What to produce: Report every line in the entries below that contains the string "Query", copying each such line in full.

Records for the exercise:
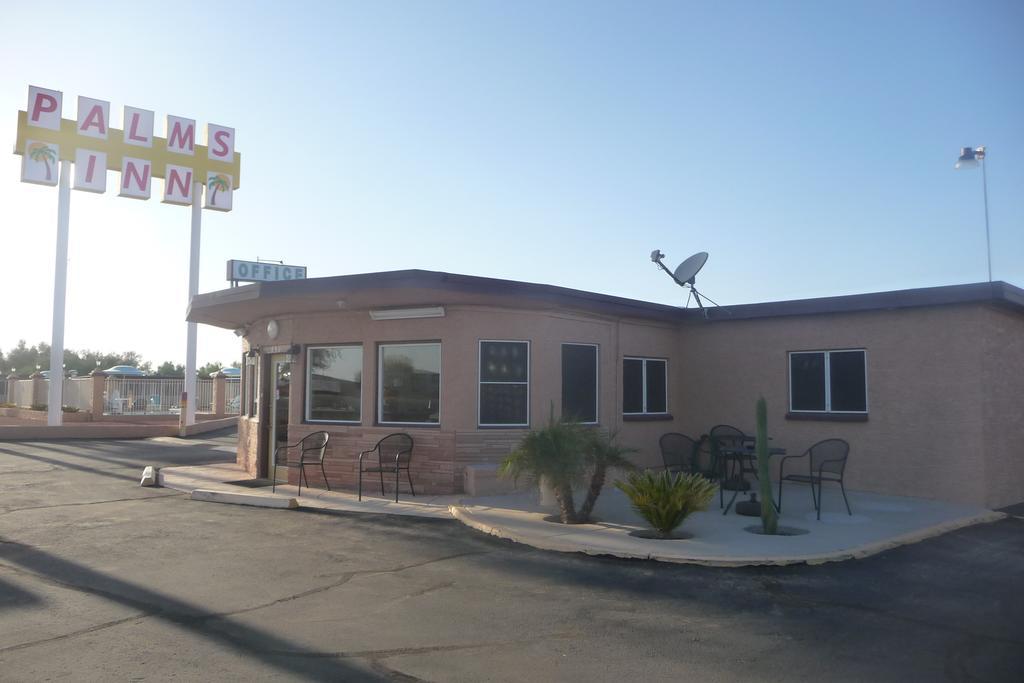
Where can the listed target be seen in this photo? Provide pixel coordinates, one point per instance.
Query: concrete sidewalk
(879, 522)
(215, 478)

--

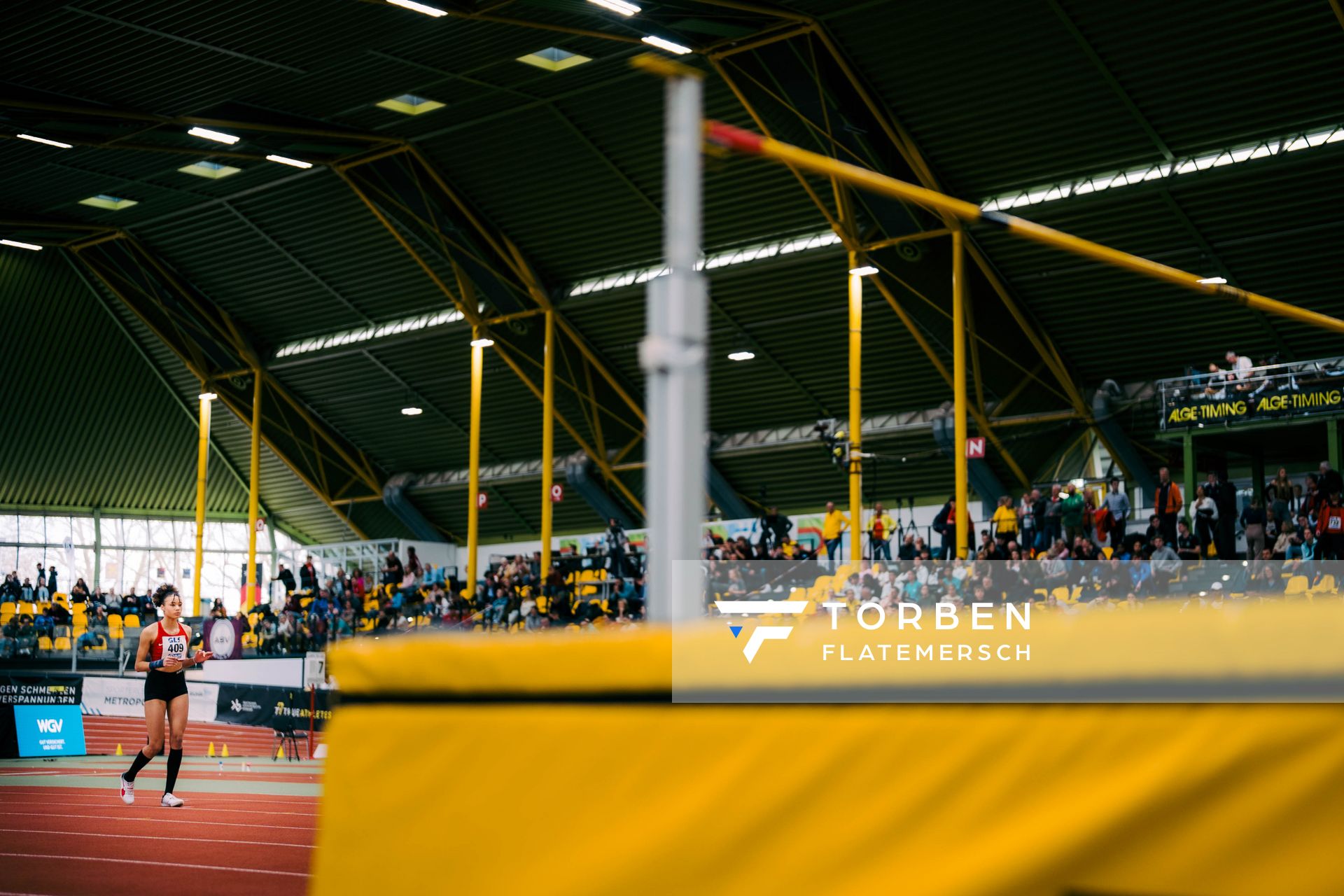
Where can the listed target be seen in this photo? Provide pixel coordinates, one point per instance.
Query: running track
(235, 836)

Full output:
Query: concrete sidewalk
Query: running track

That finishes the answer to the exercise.